───── Records for the exercise ─────
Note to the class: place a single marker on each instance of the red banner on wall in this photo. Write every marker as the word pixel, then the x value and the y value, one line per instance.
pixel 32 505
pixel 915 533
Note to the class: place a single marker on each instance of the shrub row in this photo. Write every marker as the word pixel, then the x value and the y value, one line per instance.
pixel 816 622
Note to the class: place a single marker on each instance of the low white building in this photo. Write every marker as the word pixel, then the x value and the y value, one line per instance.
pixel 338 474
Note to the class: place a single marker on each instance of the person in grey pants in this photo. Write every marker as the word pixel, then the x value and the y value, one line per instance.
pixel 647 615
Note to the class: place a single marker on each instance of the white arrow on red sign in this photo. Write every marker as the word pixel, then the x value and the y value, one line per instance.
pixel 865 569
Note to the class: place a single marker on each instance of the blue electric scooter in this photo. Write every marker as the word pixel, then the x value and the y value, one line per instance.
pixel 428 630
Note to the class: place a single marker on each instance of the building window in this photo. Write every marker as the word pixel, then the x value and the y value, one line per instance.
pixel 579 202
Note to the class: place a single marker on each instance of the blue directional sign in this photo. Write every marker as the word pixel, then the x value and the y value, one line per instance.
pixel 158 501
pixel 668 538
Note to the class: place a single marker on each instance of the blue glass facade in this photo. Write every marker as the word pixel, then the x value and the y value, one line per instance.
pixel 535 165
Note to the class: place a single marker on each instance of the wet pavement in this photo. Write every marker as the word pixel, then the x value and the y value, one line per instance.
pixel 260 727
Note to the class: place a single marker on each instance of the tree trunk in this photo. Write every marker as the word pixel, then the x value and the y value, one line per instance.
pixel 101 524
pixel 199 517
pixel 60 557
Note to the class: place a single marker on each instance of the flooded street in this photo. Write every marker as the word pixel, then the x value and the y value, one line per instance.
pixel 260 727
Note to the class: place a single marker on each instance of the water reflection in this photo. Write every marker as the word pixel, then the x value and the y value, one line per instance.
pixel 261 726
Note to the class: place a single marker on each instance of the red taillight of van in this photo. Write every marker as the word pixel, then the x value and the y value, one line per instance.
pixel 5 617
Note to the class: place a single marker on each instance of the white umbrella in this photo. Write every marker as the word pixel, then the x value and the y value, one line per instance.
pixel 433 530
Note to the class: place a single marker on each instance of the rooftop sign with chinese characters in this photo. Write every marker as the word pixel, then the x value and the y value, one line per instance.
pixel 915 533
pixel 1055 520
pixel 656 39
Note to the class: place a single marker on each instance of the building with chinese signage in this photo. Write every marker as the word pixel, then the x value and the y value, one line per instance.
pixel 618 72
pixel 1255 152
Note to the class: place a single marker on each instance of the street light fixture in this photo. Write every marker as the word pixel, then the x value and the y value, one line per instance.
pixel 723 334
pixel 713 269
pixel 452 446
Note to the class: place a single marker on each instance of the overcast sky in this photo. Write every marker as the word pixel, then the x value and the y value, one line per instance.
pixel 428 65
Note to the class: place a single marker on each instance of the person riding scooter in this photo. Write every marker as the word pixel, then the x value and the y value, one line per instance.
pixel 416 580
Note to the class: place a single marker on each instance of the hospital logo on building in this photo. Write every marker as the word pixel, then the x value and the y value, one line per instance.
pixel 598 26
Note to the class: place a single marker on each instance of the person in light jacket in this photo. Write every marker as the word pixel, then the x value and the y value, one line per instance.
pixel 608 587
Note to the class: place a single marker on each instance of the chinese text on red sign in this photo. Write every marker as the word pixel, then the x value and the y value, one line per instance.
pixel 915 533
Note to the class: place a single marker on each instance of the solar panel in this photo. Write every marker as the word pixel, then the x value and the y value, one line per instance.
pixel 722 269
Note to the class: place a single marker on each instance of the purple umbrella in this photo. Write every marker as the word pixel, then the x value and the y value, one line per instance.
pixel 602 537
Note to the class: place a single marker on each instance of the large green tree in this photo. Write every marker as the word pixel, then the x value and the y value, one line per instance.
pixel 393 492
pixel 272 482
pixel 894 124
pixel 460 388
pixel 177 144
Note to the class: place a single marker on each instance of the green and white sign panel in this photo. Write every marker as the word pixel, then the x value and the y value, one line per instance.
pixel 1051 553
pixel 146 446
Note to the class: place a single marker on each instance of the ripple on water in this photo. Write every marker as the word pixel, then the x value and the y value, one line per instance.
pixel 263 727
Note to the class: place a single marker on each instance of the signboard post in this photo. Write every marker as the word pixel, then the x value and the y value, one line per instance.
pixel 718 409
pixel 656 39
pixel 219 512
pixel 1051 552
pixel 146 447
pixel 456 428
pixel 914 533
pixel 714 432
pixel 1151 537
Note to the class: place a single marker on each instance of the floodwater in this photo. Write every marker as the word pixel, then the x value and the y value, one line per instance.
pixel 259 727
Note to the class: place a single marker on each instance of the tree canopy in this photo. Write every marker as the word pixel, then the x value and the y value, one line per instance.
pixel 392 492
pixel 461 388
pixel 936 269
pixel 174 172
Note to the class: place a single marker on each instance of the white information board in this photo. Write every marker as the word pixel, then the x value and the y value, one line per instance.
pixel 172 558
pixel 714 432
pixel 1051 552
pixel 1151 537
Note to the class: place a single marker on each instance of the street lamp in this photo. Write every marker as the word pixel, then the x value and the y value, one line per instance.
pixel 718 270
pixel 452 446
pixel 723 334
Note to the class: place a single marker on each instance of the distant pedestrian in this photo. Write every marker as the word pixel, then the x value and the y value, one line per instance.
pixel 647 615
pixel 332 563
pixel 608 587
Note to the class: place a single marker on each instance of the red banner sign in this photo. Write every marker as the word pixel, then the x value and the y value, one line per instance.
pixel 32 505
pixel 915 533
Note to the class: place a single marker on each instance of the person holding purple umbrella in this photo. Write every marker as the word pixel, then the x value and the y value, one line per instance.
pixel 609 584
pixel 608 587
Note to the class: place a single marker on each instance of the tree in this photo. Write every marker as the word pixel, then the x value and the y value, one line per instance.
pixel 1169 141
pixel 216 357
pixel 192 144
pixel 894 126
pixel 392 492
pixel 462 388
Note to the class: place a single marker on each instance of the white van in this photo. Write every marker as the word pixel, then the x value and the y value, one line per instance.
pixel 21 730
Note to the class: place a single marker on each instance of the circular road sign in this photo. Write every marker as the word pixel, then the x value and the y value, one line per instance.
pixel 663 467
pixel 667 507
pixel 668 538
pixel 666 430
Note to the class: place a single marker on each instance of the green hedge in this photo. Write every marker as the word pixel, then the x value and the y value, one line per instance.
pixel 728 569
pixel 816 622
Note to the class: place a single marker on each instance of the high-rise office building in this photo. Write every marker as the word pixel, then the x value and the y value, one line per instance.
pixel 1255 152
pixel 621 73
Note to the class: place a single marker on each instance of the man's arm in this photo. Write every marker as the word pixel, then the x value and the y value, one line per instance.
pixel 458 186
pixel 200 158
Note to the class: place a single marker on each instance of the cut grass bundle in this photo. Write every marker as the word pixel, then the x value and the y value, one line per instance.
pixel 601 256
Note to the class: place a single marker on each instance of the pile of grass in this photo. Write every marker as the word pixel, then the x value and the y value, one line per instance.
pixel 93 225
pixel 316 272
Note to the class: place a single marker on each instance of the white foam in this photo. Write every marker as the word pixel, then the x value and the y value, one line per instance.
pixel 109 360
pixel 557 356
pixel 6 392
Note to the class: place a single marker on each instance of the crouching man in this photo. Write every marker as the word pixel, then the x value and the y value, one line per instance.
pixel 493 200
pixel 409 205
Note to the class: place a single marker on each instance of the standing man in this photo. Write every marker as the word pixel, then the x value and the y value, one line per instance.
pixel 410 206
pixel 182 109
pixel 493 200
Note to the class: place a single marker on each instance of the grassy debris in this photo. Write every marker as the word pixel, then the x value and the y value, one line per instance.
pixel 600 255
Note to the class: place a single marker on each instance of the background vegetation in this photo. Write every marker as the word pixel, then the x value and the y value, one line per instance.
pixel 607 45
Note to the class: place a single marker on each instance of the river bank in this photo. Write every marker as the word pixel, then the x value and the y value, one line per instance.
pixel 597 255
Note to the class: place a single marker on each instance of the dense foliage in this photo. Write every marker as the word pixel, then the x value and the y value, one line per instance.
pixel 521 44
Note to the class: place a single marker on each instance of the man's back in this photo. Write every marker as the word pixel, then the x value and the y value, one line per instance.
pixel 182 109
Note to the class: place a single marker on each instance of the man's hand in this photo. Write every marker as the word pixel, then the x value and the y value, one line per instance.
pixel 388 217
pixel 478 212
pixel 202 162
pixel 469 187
─────
» Task objective:
Reproduce exactly the lines from the one containing "of the pile" through the last line of the records above, including both, and nothing else.

» Exercise response:
Note to the class: place a single marker on each instance of the pile of grass in this photo. Write every marker as the word pixel, then the x value and the y value, one line per instance.
pixel 93 225
pixel 316 272
Note to the class: place a single marker on each instance of the white foam in this photo. Write every marker as the word pixel, then the x value and the y value, one line per instance.
pixel 109 360
pixel 557 356
pixel 6 392
Note to the class: place a single marker on each instance of the crouching man in this photo. Write every marker as the word pixel, then the x value and the y value, one line per instance.
pixel 493 200
pixel 409 205
Note to the class: place a single marker on each instance of the standing man in this photo. Write every marker as the word pixel, then the x value and the y value, one line per instance.
pixel 410 206
pixel 182 109
pixel 493 200
Note to the class: place a single marker on each instance of the grassy debris in this photo. Write every marker as the word pixel, then the x value and the y value, one line per instance.
pixel 600 255
Note to the class: place a single marker on each instance of the background vegetation in this photo. Write every marker as the word pixel, then the x value and the y value, one line per instance.
pixel 607 45
Note to the class: place a single marker on each instance of the river bank in this photo. Write every marker as the word pixel, then the x value and the y value, one line per instance.
pixel 597 255
Note to the class: place a single marker on each instance of the dense foliage in this photo. Write every marker as the word pixel, then the x value and the y value, one line per instance.
pixel 521 44
Note to the class: place a single marker on each instance of the man's back in this photo. Write every marker as the word pixel, then the x value and the y value, one line per instance.
pixel 182 109
Note to the class: place a single marker on each instance of the man's hand in this photo. Write every marker as the word pixel, then the x value and the y value, one line per instance.
pixel 388 217
pixel 478 212
pixel 202 162
pixel 469 187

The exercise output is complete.